== DO THIS ==
Beginning with the line where "# test: point out the large round" appears, repeat every remaining line of the entries exactly, the last line included.

** Start of RECORDS TO PROCESS **

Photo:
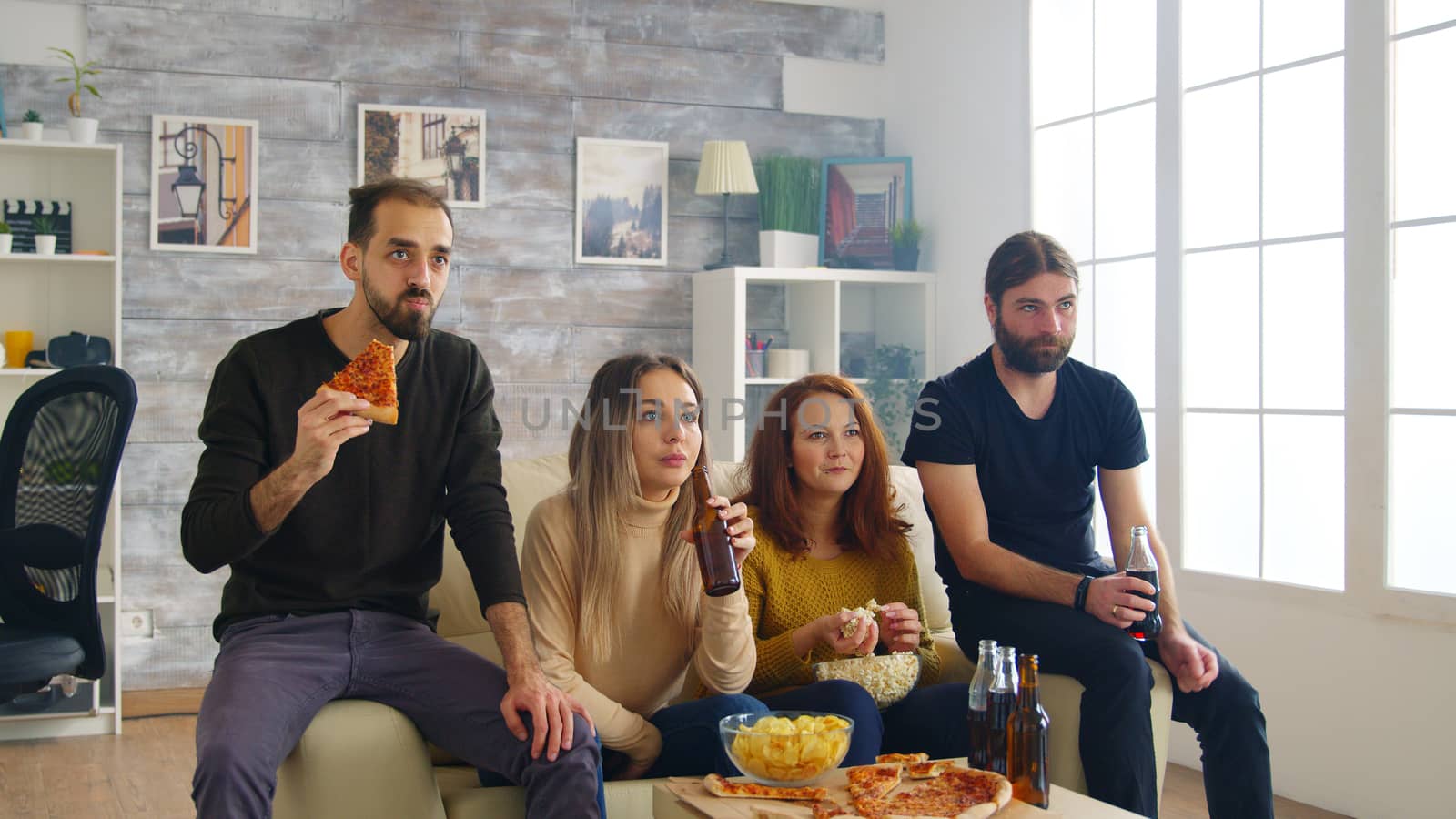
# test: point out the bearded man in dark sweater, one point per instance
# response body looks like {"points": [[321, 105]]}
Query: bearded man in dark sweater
{"points": [[335, 542]]}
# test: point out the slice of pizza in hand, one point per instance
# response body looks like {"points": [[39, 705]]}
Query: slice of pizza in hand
{"points": [[370, 376], [720, 785]]}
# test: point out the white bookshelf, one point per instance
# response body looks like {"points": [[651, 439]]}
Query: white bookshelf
{"points": [[820, 307], [51, 296]]}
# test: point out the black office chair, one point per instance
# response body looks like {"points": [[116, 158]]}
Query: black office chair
{"points": [[58, 458]]}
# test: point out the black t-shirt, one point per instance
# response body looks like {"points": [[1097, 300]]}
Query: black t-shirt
{"points": [[1037, 477]]}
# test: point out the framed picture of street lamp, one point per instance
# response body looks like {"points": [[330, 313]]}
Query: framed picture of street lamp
{"points": [[204, 184], [621, 201], [443, 147]]}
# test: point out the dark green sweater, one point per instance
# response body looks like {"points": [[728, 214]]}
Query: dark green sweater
{"points": [[370, 533]]}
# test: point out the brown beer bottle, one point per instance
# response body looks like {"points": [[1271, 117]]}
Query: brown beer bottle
{"points": [[1026, 739], [713, 551]]}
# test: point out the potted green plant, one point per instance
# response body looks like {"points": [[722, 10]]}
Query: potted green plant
{"points": [[788, 212], [31, 126], [893, 390], [905, 244], [84, 128], [44, 235]]}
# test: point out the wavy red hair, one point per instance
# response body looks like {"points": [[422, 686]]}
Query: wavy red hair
{"points": [[868, 518]]}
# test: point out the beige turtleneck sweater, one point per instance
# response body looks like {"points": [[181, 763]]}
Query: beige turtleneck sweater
{"points": [[622, 690]]}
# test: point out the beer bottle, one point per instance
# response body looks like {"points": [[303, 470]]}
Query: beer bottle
{"points": [[1026, 739], [977, 713], [711, 533], [1142, 564], [999, 705]]}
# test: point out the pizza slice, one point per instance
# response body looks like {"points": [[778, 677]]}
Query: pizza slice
{"points": [[871, 782], [960, 793], [720, 785], [370, 376]]}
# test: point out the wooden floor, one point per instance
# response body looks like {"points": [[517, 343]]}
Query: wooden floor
{"points": [[146, 773]]}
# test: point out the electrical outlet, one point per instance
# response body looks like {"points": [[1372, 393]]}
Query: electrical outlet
{"points": [[136, 624]]}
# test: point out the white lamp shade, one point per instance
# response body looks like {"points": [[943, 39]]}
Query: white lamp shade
{"points": [[725, 167]]}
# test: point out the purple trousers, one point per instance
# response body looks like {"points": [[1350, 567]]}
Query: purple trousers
{"points": [[276, 672]]}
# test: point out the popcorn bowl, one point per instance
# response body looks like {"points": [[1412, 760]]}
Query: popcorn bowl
{"points": [[885, 676], [785, 748]]}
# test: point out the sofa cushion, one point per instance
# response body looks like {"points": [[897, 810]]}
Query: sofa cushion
{"points": [[906, 482]]}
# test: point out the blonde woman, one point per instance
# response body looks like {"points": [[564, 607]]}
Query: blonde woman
{"points": [[613, 586]]}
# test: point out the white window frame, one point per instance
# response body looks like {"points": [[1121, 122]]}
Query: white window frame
{"points": [[1368, 414]]}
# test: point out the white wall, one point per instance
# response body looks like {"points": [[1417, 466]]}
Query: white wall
{"points": [[33, 25]]}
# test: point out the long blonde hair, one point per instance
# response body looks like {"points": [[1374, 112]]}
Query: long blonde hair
{"points": [[603, 484]]}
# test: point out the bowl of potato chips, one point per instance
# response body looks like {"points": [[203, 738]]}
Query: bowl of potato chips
{"points": [[786, 748]]}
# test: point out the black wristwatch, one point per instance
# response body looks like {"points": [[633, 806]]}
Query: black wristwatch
{"points": [[1079, 599]]}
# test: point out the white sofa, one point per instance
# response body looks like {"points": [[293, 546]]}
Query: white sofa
{"points": [[364, 761]]}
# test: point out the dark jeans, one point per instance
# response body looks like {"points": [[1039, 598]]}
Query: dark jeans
{"points": [[276, 672], [691, 742], [929, 719], [1117, 731]]}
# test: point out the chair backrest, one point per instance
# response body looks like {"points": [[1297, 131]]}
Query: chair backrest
{"points": [[58, 458]]}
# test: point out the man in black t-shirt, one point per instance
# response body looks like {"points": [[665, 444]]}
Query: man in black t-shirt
{"points": [[1011, 448], [334, 532]]}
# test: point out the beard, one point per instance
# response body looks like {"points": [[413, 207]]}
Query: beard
{"points": [[1031, 354], [398, 318]]}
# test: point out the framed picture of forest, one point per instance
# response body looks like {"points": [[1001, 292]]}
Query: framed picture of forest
{"points": [[621, 201]]}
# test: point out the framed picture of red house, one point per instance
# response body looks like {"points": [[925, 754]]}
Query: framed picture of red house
{"points": [[443, 147], [204, 184], [864, 198]]}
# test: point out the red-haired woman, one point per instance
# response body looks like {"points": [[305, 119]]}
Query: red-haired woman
{"points": [[830, 537]]}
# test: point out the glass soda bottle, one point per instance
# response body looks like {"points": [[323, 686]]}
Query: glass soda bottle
{"points": [[711, 533], [977, 714], [1026, 733], [999, 705], [1142, 564]]}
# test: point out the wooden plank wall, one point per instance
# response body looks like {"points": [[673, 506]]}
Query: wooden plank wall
{"points": [[546, 72]]}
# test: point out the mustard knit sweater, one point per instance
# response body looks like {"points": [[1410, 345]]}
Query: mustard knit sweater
{"points": [[786, 592]]}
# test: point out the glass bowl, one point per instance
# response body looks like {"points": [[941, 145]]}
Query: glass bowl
{"points": [[885, 676], [785, 748]]}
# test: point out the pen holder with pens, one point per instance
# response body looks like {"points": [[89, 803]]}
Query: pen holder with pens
{"points": [[753, 363]]}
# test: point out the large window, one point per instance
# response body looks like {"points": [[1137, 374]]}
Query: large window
{"points": [[1261, 266], [1423, 237], [1263, 285], [1092, 167]]}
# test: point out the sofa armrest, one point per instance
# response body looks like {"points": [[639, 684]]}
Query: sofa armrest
{"points": [[360, 760]]}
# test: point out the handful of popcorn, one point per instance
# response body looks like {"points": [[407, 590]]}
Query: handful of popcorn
{"points": [[781, 749], [856, 615]]}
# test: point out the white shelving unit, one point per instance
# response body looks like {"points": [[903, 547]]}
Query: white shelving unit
{"points": [[51, 296], [829, 312]]}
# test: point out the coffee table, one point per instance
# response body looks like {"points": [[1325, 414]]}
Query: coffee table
{"points": [[1072, 804]]}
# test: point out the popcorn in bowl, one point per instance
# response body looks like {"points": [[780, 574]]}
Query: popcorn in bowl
{"points": [[885, 676], [785, 748]]}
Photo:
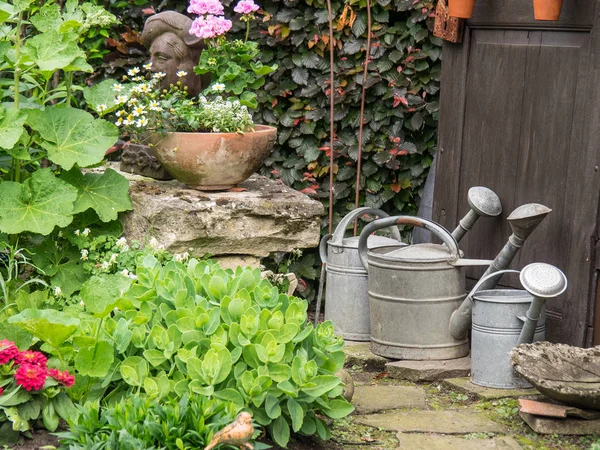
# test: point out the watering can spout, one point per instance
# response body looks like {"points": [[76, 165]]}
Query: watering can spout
{"points": [[523, 220]]}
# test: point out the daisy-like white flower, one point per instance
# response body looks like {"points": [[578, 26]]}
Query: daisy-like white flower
{"points": [[138, 111], [154, 106]]}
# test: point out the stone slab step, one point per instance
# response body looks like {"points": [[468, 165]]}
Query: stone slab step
{"points": [[371, 399], [437, 442], [359, 354], [429, 370], [465, 386], [445, 422]]}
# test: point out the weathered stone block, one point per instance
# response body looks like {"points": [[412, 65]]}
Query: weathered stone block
{"points": [[260, 217]]}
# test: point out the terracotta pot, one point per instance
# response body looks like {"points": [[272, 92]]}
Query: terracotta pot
{"points": [[546, 9], [461, 8], [213, 161]]}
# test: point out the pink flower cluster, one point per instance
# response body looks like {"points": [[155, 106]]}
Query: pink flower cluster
{"points": [[202, 7], [246, 7], [31, 370], [210, 26]]}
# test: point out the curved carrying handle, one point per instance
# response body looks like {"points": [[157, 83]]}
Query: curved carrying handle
{"points": [[435, 228]]}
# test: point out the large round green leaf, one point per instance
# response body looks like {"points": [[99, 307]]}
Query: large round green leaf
{"points": [[72, 136], [37, 205]]}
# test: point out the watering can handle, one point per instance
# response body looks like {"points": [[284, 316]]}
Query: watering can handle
{"points": [[340, 231], [487, 277], [435, 228]]}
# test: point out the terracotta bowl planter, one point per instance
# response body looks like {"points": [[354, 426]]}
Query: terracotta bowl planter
{"points": [[546, 9], [462, 9], [213, 161]]}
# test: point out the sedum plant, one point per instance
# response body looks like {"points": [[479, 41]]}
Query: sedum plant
{"points": [[198, 329]]}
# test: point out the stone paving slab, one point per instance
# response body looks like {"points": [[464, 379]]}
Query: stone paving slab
{"points": [[359, 354], [429, 370], [371, 399], [546, 425], [465, 386], [446, 422], [437, 442]]}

** End of RECORDS TO PROCESS **

== WRITTEN ANSWER ==
# test: point out the large round green leaf, one point per instance
# response body looks like {"points": [[99, 307]]}
Query: large round green leaf
{"points": [[72, 136], [37, 205]]}
# test: point out the watering can handle, one point per instance
# response body looks like {"points": [[284, 316]]}
Query: watering can handle
{"points": [[340, 231], [487, 277], [435, 228]]}
# test: point out the terracotta bowl planter, one point per instance
# response body looks like {"points": [[354, 426]]}
Query: terracotta bowl planter
{"points": [[546, 9], [462, 9], [213, 161]]}
# test: point out the sedum plant, one point per instance
# response body looks like {"points": [[479, 41]]}
Query: sedum plant
{"points": [[198, 329]]}
# test: point out the stone paving slab, one point per instance
# response body looks like {"points": [[464, 379]]}
Query: stone paving slab
{"points": [[359, 354], [429, 370], [371, 399], [546, 425], [465, 386], [446, 422], [437, 442]]}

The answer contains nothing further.